■ **Your objective**
Retype, exactly as they appear below, the lines between the line holding "Drop a point on each instance of the stainless" and the line holding "Drop a point on each instance of the shirt", both ends included.

Segment Start: Data section

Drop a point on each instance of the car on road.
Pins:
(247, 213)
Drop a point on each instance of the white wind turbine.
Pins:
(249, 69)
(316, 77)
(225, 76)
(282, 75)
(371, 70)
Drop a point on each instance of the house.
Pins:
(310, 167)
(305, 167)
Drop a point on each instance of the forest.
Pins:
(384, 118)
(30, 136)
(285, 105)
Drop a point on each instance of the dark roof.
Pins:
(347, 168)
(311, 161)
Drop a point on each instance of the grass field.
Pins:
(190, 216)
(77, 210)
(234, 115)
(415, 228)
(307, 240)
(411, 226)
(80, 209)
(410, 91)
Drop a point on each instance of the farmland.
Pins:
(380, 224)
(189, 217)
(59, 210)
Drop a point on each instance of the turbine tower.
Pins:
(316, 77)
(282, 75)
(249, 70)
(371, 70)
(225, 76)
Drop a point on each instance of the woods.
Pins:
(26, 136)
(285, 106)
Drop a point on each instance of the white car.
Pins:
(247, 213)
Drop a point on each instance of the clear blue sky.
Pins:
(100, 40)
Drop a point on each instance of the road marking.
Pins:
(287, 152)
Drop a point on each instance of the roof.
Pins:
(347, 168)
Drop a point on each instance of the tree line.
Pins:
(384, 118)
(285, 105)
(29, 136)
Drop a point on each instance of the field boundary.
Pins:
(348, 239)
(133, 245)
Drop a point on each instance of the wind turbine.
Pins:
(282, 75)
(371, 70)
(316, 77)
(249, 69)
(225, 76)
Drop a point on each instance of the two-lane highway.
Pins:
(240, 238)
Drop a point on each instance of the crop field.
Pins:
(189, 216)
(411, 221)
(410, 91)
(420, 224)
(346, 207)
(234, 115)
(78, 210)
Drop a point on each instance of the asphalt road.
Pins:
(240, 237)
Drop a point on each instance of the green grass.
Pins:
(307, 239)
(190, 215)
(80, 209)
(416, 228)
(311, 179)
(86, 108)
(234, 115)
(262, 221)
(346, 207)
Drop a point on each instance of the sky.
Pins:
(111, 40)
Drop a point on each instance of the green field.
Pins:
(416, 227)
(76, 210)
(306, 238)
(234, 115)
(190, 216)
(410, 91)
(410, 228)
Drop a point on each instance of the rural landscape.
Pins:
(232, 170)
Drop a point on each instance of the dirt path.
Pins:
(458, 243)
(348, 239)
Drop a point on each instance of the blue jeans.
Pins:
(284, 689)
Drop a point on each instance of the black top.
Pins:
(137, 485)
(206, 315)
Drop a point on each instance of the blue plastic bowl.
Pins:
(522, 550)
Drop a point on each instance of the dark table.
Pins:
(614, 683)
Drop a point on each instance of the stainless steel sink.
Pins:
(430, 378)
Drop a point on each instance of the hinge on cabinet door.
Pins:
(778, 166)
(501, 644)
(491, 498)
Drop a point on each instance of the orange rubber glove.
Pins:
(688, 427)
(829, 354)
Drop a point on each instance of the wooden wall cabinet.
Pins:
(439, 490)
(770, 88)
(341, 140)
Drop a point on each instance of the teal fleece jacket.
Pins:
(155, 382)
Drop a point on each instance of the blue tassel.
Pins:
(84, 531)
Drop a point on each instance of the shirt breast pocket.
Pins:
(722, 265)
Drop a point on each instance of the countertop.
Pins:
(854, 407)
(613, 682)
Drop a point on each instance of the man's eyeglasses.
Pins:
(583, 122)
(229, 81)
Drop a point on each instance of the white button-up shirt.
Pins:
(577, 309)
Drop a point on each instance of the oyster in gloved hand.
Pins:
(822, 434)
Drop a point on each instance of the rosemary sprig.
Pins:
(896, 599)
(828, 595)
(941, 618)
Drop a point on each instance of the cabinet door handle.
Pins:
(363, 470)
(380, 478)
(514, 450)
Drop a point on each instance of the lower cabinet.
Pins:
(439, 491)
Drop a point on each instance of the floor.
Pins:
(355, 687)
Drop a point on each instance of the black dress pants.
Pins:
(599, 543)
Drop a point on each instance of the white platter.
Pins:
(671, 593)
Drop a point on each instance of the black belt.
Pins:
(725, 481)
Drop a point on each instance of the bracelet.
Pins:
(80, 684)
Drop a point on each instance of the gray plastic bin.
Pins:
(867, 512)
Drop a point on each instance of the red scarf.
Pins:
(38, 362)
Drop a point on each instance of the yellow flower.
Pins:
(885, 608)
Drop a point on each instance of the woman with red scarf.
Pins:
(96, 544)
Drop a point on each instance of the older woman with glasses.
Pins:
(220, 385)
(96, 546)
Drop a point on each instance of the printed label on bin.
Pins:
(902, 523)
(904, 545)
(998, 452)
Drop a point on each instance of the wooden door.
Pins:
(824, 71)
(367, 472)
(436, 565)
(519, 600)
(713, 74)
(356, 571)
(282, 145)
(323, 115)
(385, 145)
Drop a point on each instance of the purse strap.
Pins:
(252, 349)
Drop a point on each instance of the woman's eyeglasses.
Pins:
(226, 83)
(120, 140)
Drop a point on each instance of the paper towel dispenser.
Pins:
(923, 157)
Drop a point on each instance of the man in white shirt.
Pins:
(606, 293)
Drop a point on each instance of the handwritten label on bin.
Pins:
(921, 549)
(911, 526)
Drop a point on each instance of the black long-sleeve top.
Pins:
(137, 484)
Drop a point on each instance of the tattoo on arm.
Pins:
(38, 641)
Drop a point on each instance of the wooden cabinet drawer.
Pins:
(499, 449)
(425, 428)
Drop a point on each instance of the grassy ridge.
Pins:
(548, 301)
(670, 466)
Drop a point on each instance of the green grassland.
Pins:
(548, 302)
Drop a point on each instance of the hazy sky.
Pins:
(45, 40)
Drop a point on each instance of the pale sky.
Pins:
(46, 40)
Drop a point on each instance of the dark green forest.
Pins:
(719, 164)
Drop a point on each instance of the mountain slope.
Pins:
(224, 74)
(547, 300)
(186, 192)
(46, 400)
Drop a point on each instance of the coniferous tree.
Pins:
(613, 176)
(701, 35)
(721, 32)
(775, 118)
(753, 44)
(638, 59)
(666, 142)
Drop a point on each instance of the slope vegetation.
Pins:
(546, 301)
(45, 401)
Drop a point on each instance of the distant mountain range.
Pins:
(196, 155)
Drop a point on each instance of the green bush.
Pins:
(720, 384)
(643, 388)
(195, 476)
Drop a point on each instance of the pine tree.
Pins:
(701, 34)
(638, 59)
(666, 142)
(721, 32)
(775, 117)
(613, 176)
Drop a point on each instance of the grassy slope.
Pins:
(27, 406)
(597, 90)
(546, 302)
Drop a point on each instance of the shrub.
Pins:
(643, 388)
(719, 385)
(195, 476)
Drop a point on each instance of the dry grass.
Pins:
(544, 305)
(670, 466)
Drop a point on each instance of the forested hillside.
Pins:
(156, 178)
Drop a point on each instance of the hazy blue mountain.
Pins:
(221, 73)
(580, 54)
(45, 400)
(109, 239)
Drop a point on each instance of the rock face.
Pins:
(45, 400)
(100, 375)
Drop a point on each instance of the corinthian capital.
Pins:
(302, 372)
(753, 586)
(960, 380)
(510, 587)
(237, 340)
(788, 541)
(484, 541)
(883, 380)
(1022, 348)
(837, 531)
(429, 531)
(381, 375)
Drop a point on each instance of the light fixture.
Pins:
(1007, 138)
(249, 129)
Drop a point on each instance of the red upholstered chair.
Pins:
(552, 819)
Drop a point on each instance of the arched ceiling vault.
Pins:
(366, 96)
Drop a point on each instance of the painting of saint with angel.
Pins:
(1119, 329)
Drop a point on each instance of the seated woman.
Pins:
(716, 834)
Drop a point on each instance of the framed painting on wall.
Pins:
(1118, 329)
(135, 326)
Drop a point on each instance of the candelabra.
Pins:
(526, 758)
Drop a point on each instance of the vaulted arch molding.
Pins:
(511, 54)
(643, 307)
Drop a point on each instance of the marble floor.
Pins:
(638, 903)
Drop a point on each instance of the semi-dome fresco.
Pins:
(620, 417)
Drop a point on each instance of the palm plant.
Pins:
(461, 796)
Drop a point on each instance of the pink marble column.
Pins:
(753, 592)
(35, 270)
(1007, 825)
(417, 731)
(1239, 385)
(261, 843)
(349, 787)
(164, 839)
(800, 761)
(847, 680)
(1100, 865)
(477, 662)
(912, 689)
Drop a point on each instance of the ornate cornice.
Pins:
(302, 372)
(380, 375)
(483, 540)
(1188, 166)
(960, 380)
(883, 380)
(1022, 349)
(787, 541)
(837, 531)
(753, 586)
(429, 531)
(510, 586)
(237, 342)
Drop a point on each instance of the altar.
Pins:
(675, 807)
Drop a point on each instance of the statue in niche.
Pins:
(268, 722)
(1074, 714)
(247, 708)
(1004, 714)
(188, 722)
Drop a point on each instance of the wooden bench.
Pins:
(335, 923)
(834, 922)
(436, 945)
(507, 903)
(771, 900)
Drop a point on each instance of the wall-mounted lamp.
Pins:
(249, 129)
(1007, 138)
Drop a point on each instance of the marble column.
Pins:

Segment End: Data section

■ **Result of the task**
Drop a point on each instance of the stainless steel sink.
Pins:
(430, 378)
Drop a point on each instance of the hinge on cabinet door.
Pins:
(778, 166)
(501, 644)
(491, 498)
Drop a point on each instance of the orange rubber glove.
Pins:
(688, 427)
(829, 354)
Drop a point on each instance of the wooden wall cabinet.
Pins:
(439, 490)
(770, 88)
(341, 140)
Drop a point on each instance of the teal fleece jacket.
Pins:
(155, 382)
Drop a point on each instance of the blue tassel.
Pins:
(84, 531)
Drop a point on each instance of the shirt breast pocket.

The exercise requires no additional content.